(Records for this task begins)
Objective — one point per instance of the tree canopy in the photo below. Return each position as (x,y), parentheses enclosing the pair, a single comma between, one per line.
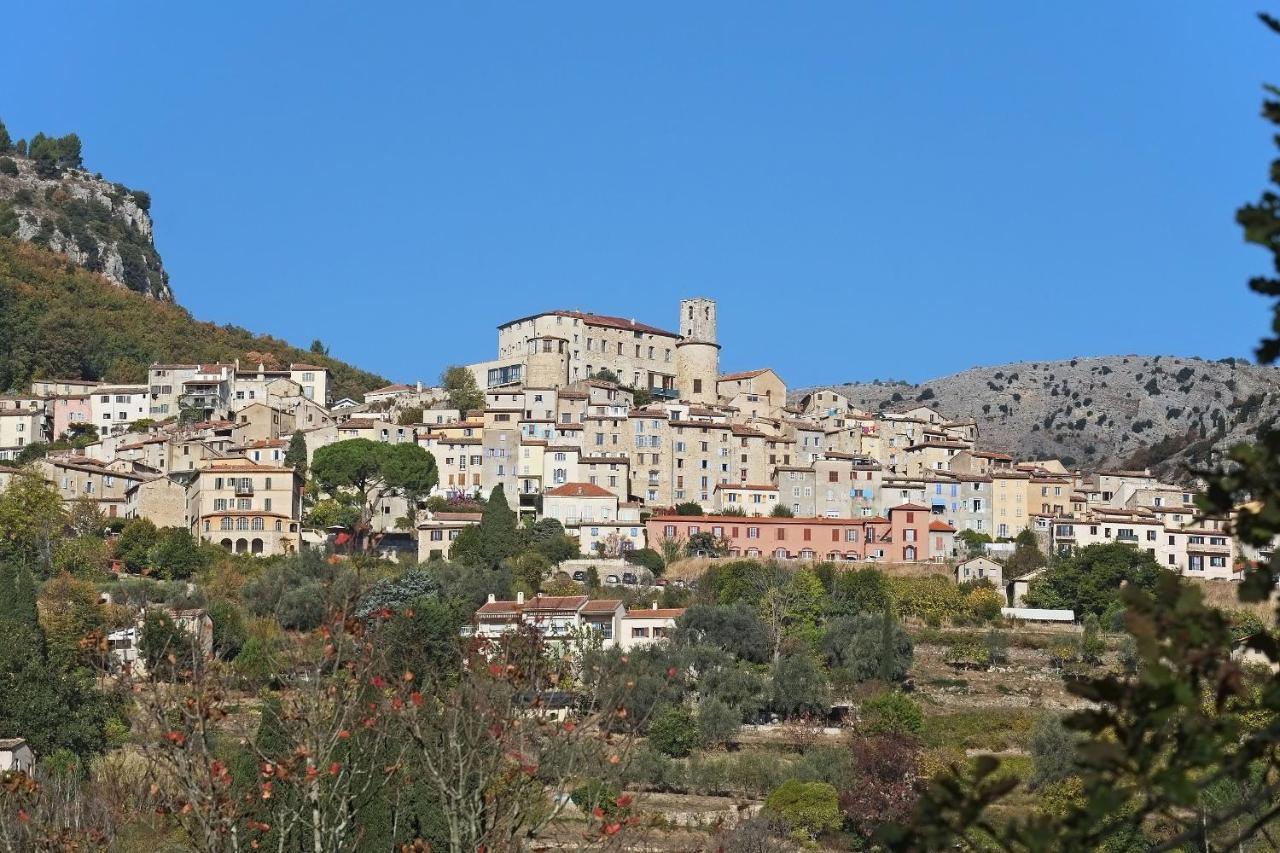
(373,471)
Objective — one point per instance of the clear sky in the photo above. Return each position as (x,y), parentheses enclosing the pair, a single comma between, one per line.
(895,190)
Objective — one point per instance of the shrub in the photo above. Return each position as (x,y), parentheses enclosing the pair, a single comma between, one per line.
(983,603)
(891,714)
(968,653)
(647,559)
(932,598)
(807,808)
(718,723)
(1054,751)
(597,794)
(864,647)
(673,731)
(799,687)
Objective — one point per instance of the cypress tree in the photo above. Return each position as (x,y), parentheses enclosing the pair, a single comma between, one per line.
(296,456)
(498,529)
(8,578)
(24,600)
(887,667)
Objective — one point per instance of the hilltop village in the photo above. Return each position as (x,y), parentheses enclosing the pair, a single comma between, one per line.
(615,428)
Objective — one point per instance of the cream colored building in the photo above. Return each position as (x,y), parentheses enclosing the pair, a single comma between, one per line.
(161,500)
(754,393)
(560,347)
(579,502)
(437,532)
(80,478)
(246,507)
(648,625)
(19,428)
(753,498)
(63,387)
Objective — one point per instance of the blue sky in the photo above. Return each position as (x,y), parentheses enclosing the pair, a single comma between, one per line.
(869,190)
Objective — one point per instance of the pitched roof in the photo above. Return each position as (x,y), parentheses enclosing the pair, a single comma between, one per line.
(554,602)
(580,489)
(743,374)
(602,606)
(496,607)
(654,612)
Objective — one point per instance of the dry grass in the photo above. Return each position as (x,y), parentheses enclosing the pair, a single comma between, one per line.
(1225,594)
(693,568)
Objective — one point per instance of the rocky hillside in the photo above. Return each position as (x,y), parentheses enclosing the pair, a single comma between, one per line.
(60,320)
(1142,411)
(46,197)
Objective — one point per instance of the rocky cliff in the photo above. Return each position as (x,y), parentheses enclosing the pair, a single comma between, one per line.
(100,226)
(1171,414)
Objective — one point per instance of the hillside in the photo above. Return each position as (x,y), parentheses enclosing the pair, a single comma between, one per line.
(1159,411)
(58,319)
(48,199)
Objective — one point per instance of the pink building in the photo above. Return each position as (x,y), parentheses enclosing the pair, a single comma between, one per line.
(781,538)
(67,410)
(909,534)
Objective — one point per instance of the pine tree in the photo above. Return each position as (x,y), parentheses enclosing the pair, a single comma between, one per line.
(498,529)
(8,603)
(24,600)
(887,665)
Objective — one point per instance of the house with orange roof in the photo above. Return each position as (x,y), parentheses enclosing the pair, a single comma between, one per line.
(246,507)
(753,498)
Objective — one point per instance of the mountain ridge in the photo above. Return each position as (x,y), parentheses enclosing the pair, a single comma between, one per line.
(1173,414)
(49,199)
(60,320)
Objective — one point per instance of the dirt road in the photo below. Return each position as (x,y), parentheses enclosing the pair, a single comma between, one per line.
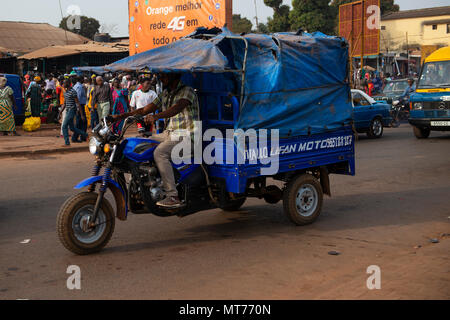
(384,216)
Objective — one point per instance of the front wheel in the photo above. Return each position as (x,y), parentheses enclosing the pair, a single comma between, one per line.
(73,224)
(376,129)
(302,199)
(421,133)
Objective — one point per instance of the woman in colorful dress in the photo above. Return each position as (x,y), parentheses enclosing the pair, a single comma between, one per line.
(34,93)
(7,105)
(120,102)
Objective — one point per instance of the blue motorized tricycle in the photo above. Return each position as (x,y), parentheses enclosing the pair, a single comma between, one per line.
(275,113)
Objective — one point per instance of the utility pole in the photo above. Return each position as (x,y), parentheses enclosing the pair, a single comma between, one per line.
(407,52)
(363,27)
(256,16)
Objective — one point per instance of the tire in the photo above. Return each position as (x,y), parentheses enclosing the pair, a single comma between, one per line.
(301,188)
(78,241)
(273,195)
(234,205)
(375,129)
(421,133)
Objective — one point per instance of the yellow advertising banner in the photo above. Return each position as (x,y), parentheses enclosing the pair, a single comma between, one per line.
(155,23)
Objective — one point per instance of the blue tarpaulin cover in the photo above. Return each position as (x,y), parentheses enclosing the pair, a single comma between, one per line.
(295,83)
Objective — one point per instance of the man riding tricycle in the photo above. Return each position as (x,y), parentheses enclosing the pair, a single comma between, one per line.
(240,112)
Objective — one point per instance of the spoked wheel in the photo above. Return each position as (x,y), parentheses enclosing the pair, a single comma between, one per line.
(302,199)
(376,129)
(75,227)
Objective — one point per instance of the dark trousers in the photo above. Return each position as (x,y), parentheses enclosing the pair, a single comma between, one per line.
(94,118)
(68,124)
(80,124)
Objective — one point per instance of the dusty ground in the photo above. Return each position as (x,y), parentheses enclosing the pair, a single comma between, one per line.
(Records for this task ends)
▶ Work required: Give the records again exactly, pictures left out.

▶ Task result:
Objective — one point per instance of the tree canopy in the photo below. Return each position as (x,y), parentheses enclosing the pair, a single comma between, one per line.
(373,471)
Objective — one point per instance of the clear sky in the photo above. Return each position as (x,y), parentheses enclosing the pair, a single comma between, one per line.
(895,190)
Objective — one point per instance of the shrub in the photo above. Return each position as (x,y), parentheses enclosing the pair, a single comma between, one per line.
(983,603)
(891,714)
(968,653)
(647,559)
(932,598)
(807,808)
(718,723)
(1054,751)
(597,794)
(864,647)
(673,731)
(799,687)
Objective — one point per instance of the cypress tree in the photo above. Return each position as (x,y), parentheses enclosing the pair, a single comma between, one per line.
(296,456)
(498,529)
(8,578)
(24,600)
(887,667)
Objective — one point per instance of the hilltop village in the photo above. Return each position as (x,y), parentheses enclosing the pair, a single comma between, one per line.
(615,428)
Objective — one point per instance of the cream colored building in the photo above. Return each position as (x,y), parentheses enclosing the pair, a single comma between, one per line.
(161,500)
(754,393)
(560,347)
(579,502)
(437,532)
(80,478)
(246,507)
(648,625)
(19,428)
(753,498)
(63,387)
Objective — one point per instance of the blue sky in the photo above. Return each position as (x,y), parentheses enclosing the pair, a single comma between, one per line.
(869,190)
Objective — one point per instance of the pitched roof in the photo above. Return each position as (x,y), parentheses enclosing the pair, a single comma between, one per line.
(554,602)
(580,489)
(743,374)
(602,606)
(496,607)
(654,612)
Objective — one point per instance of the dry grass in the photo above. Return each position as (x,y), parentheses enclosing the pair, a single comma between, one per line.
(1225,594)
(693,568)
Objective — one point per instance of the rocky hillside in the photo above. Return each position as (x,y), parentheses enclosing the pair, a single comma between, one per line.
(60,320)
(1142,411)
(46,197)
Objective — one point per instance of the rocky cliff in the photo above. Return each position as (x,y), parentheses enclosing the pair, a single comma between, one per line.
(100,226)
(1171,414)
Objective — one point per instance of the hillside in the photo above. Return each position as (x,y), parentheses enclosing the pair, a single comma between, one per line.
(1159,411)
(58,319)
(48,199)
Objective — one point per instance of the pink building in the photo above. Return each position as (x,y), parentheses enclosing the pair, a single comma between, one per line.
(781,538)
(67,410)
(909,534)
Objective — one point per instance of the pine tree in the photo above. Return each position as (x,y), parentheses enclosing the pair, a single comma between, one per line.
(498,529)
(8,603)
(24,600)
(887,665)
Objective — one point per instance of the house with orange roof in the photo above. Return each position as (x,y), parentheses enclosing the pair, a single comma between, one per line.
(246,507)
(753,498)
Objective — one point per instance of the mountain ridge in the photo above. Return each position as (x,y), parentheses enclosing the pair, a single comma between, one per line.
(1173,414)
(49,199)
(60,320)
Objective — one point per instance of the dirt road in the photo below. Return each position as (x,y), parentheses enclosing the pair, a single comma between, one per line.
(384,216)
Objective — one point per instance of the front wheel in the photo above. Return each position as (x,y), parentheses enclosing the pair, a single comma between, one per line.
(73,224)
(376,129)
(302,199)
(421,133)
Objective — one point per instance of the woman in colorful dress in the photo above. Return each position as (x,y), parentheses enclosing the pair, a single comma between, one per line.
(34,93)
(7,105)
(120,102)
Objective — one point per instance of the blue motorized tricycle in the photo above. Return each position as (x,y), parentheses enclosing the pair, a single comma between, one per line.
(275,113)
Objective — one point per instance of the utility pole in the photo above. Return each position as (x,y), parentheses enclosing the pair, a single comma between, one per line.
(407,52)
(363,27)
(256,16)
Objective — one point per instance of the tire in the photo above. Return each position as (x,y), parentheses enclosing the pair, a single comma between, one per line.
(301,188)
(78,241)
(273,195)
(234,205)
(375,129)
(421,133)
Objective — one point per instance of the yellow advertising banner in the photo above. Return each position as (x,y), parentheses enclosing the pair, a single comma between, one per line.
(155,23)
Objective — one point per instance of the blue tarpaulin cover in the photo above. Return each position as (x,y), parentheses enclosing the pair, a single comma between, one per line.
(295,83)
Objective — one point per instance of the man riding tricycle in the photo above. Return each position as (x,y), parentheses enclosing the pair, a single comma between, one per line.
(240,112)
Objective — one point per instance of the spoked wheel in the photo above. Return each position as (x,y), parentheses enclosing the pair, a single comma between, one per line.
(302,199)
(376,129)
(75,227)
Objective — one point per instance of the dark trousers in the photo above. Return each position as (x,y), parentheses enclosing the pair, a single comma between, one per line.
(94,118)
(68,124)
(80,124)
Objective — one point per instance of the dusty ground in the photo above. Return each position as (x,y), parentheses enclosing the pair, a single comma between, one per line.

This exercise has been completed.